Records from a data source:
_ _ _

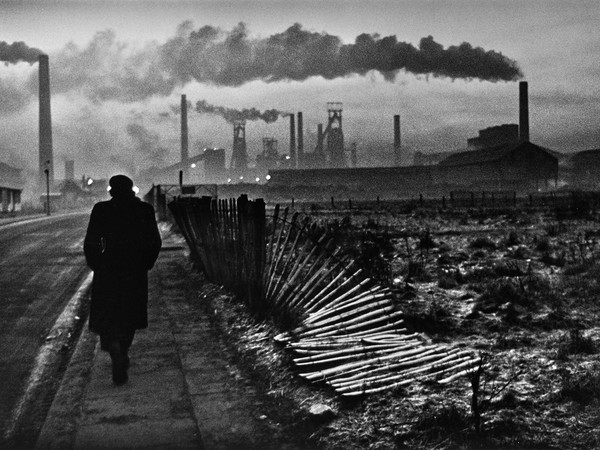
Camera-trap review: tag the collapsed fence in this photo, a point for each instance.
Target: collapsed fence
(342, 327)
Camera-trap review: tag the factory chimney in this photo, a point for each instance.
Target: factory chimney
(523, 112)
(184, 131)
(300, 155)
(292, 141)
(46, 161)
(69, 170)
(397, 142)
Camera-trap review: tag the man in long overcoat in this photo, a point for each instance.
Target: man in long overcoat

_ _ _

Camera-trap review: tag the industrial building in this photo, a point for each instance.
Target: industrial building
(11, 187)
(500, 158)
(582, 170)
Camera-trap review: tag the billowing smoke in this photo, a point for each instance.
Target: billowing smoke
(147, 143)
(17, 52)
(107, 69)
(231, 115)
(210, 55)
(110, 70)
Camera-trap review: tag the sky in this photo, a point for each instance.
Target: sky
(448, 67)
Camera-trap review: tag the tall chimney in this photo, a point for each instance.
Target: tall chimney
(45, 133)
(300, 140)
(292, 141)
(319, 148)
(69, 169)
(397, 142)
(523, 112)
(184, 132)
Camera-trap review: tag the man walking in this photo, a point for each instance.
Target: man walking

_ _ _

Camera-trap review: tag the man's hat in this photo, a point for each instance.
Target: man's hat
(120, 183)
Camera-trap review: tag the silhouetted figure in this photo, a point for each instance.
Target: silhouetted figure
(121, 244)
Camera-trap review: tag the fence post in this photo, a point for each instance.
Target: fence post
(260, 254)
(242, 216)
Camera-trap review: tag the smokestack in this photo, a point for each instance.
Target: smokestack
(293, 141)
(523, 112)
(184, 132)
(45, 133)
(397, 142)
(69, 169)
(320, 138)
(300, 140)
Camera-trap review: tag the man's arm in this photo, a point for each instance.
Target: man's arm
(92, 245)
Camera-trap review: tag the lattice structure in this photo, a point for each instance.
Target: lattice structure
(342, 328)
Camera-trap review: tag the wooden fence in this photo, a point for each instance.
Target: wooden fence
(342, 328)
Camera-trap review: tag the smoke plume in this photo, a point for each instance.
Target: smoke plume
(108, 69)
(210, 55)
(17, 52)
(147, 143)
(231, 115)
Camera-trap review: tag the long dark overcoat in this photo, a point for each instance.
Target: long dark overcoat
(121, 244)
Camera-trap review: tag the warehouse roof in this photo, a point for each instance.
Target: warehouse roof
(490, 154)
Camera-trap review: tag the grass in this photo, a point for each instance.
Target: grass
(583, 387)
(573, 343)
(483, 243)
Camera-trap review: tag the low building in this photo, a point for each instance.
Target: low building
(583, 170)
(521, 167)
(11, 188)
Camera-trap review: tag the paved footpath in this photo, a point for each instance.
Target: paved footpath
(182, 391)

_ _ _

* **Problem details**
Starting at the line that has "Target: billowing smoke" and ending at the line that has "Target: man walking", please write out the lines above exactly, leaving out all others.

* **Answer section**
Target: billowing smoke
(147, 143)
(17, 52)
(107, 69)
(231, 115)
(210, 55)
(110, 70)
Camera-trap review: tag the sky in this photo, a point for each instance.
Target: sky
(448, 67)
Camera-trap review: tag the tall chimney in this photo, a point for each instance.
Target: tall chimney
(45, 133)
(300, 140)
(292, 141)
(319, 148)
(69, 169)
(397, 142)
(523, 112)
(184, 132)
Camera-trap review: tag the man walking in this photo, a point for each instance.
Target: man walking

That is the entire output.